=== Task list ===
**A.** Translate this sentence from the ruling excerpt into Spanish: "In the end, he submitted that the Petitioners weaved a complex web of allegations all meant to lead the Court to rule in their favour."
**B.** Edit the rows from the line containing "Mark the tram front" through the last row, replacing "sidewalk" with "pavement" and leaving everything else unchanged. Return only those lines.

=== Text passage ===

11.On whether the Court should set aside the conservatory orders granted herein, Counsel submitted that the justification for setting aside the orders is that the same were issued upon concealment of material facts from the Court. He submitted that the absence of the Applicant from these proceedings leading to issuance of the conservatory orders was an error on the face of the record since there was material information not brought to the attention of the Court and that this Court has the residual power to set the same aside. He cited the case of Lydia Kaguna Japeth & 2 Others versus Mbesa Investment Limited & 2 Others (2022) eKLR. He submitted that the Applicant was not aware of the existence of this case herein until 23/10/2023 when the criminal case came up for hearing, that the Petitioners had not informed the Applicant of the existence of the Petition and that upon perusing the same, the Applicant found a barrage of falsehoods and misrepresentation of facts which ultimately led the 1st Petitioner to obtain an advantage in the Petition. He also cited the case of Okiya Omtatah Versus Joseph Kinyua & 2 Others (2018) eKLR in which, he submitted, the Court cited the case of The King Versus The General Commissioners For The Purposes Of Income Tax Act For The District Of Kensigton (1917) 1 K.B 486. In the end, he submitted that the Petitioners weaved a complex web of allegations all meant to lead the Court to rule in their favour.

=== Data in this exercise ===
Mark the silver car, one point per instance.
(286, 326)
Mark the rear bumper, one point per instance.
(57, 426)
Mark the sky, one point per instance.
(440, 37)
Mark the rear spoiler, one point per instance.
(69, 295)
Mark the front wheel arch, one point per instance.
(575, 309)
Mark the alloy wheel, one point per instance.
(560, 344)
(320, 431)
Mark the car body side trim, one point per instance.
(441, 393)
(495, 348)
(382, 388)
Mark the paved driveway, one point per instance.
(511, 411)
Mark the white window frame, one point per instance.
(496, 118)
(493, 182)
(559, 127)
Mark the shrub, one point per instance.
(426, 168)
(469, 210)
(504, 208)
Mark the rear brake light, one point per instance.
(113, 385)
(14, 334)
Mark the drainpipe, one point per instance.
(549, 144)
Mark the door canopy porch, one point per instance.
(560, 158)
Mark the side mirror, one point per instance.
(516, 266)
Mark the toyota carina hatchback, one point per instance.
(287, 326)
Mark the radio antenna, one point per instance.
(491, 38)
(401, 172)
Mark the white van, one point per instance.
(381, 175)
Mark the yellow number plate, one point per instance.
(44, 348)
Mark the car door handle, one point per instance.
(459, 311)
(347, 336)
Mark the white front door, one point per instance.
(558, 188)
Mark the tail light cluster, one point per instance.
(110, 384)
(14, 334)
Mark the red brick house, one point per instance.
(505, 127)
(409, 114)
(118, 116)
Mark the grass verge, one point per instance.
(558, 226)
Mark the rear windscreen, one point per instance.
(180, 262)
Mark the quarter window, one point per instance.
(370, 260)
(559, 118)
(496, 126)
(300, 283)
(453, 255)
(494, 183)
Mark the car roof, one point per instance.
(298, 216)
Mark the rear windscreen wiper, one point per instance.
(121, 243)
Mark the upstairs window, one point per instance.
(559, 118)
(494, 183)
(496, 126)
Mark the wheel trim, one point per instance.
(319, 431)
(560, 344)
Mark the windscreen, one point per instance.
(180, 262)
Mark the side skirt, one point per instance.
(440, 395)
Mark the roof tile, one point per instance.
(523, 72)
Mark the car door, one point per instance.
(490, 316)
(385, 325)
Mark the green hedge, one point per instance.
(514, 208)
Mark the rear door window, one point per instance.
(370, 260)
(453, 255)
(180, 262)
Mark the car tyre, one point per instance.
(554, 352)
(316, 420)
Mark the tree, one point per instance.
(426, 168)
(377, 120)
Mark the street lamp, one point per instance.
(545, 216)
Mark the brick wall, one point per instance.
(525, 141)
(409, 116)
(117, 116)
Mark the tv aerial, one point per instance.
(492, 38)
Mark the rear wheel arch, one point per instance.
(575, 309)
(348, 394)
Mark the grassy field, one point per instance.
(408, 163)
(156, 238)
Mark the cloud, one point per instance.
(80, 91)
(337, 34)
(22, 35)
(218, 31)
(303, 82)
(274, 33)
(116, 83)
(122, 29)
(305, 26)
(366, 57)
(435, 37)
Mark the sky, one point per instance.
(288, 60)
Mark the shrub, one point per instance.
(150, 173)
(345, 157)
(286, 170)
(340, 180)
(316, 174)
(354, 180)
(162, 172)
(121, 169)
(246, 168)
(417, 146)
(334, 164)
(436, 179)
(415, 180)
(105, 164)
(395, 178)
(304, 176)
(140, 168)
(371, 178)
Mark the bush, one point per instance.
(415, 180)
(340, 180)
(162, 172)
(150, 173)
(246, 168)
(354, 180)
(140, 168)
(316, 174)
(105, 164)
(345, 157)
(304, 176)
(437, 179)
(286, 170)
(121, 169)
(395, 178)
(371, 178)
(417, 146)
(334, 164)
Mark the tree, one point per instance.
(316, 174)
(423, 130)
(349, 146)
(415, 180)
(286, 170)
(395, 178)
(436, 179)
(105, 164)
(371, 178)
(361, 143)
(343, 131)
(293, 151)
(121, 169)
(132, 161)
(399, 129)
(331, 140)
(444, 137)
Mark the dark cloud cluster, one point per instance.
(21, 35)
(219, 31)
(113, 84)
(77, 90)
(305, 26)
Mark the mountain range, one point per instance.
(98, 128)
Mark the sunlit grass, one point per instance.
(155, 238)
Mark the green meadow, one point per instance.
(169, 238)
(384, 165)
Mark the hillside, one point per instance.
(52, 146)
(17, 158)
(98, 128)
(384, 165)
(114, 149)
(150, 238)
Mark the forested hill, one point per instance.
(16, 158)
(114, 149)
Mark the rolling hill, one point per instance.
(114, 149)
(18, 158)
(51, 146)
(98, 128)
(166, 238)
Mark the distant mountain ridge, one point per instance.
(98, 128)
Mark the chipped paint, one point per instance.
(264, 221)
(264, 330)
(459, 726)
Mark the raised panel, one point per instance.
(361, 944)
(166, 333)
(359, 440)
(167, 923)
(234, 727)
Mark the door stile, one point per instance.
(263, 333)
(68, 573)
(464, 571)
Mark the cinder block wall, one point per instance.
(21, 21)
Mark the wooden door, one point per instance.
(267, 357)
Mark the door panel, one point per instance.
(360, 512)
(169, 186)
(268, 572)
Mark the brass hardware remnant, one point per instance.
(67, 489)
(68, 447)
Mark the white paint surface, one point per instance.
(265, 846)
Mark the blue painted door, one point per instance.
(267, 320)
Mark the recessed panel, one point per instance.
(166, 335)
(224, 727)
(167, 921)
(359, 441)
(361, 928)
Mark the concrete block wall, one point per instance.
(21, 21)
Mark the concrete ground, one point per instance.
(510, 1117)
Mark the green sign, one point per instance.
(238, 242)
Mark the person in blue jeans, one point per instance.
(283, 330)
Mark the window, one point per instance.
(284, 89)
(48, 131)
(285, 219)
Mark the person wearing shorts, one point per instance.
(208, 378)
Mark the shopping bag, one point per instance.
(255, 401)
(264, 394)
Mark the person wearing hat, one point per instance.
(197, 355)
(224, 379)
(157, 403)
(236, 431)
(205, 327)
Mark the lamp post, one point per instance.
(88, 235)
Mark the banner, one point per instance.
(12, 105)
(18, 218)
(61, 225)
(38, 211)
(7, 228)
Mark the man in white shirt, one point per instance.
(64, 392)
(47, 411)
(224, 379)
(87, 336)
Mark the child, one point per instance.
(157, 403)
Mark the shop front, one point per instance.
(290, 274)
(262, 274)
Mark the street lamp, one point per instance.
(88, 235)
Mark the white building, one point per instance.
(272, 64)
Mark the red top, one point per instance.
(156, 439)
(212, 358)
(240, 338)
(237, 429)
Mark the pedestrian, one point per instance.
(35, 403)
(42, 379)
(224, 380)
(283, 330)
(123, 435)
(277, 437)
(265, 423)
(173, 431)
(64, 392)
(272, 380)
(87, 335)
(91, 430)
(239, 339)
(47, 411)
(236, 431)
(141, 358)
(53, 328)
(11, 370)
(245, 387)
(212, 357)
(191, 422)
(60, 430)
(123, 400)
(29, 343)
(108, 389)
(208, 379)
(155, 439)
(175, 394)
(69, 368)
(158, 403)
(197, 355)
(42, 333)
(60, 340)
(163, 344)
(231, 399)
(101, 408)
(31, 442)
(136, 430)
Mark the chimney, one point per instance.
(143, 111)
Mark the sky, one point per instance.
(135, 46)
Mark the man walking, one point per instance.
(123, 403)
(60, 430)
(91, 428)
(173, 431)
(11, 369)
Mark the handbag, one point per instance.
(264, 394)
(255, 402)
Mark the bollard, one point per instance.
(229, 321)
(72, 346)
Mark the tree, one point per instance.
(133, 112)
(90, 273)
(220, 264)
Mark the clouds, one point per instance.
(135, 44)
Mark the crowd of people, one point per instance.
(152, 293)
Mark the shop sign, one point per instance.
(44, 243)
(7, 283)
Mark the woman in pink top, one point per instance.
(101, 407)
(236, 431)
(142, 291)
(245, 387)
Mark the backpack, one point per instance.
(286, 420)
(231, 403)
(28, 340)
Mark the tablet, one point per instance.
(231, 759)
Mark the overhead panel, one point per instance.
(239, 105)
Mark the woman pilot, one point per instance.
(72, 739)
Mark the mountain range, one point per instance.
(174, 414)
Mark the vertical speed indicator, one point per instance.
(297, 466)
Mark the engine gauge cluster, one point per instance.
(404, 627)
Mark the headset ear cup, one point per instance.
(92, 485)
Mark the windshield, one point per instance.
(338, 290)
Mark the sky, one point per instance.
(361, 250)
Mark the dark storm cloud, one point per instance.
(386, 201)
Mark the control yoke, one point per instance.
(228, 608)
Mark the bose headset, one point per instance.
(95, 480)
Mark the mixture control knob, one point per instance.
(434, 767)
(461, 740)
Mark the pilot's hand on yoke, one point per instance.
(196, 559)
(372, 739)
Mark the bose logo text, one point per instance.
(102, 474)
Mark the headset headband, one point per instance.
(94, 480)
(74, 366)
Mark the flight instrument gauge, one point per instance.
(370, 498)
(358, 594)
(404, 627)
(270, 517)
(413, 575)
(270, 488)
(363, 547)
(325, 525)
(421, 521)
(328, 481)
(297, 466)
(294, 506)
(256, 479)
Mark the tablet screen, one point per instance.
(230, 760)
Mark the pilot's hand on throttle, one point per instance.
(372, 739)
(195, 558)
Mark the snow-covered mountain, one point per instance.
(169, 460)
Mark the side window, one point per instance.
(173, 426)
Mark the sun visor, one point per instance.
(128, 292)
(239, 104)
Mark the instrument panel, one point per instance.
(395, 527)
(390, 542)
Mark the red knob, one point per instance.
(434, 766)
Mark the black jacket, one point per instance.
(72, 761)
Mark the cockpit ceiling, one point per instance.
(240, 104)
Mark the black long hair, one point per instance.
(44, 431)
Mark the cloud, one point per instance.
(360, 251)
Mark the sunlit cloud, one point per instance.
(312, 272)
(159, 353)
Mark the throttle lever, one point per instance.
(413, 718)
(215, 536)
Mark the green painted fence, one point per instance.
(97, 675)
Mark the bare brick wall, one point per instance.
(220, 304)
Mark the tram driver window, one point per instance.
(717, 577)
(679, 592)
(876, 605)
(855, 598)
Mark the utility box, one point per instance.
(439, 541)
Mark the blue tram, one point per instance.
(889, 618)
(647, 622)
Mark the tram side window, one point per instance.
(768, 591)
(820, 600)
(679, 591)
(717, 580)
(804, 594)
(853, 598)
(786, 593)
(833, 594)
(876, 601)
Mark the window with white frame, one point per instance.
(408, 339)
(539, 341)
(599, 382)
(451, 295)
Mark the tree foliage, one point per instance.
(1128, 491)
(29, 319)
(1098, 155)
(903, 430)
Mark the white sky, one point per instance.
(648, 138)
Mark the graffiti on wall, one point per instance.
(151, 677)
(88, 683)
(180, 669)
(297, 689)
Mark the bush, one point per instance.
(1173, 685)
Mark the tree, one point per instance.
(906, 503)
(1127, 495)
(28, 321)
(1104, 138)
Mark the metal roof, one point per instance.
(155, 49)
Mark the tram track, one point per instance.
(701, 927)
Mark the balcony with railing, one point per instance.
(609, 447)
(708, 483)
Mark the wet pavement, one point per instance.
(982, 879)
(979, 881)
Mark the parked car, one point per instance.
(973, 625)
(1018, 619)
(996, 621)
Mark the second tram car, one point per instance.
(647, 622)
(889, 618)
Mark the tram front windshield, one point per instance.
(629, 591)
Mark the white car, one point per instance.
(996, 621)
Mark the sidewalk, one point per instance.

=== Task-by-task outputs ===
**A.** Al final, sostuvo que los peticionarios habían tejido una compleja red de acusaciones, todas destinadas a llevar al Tribunal a fallar a su favor.

**B.**
Mark the tram front windshield, one point per instance.
(629, 591)
Mark the white car, one point per instance.
(996, 621)
Mark the pavement, one point per instance.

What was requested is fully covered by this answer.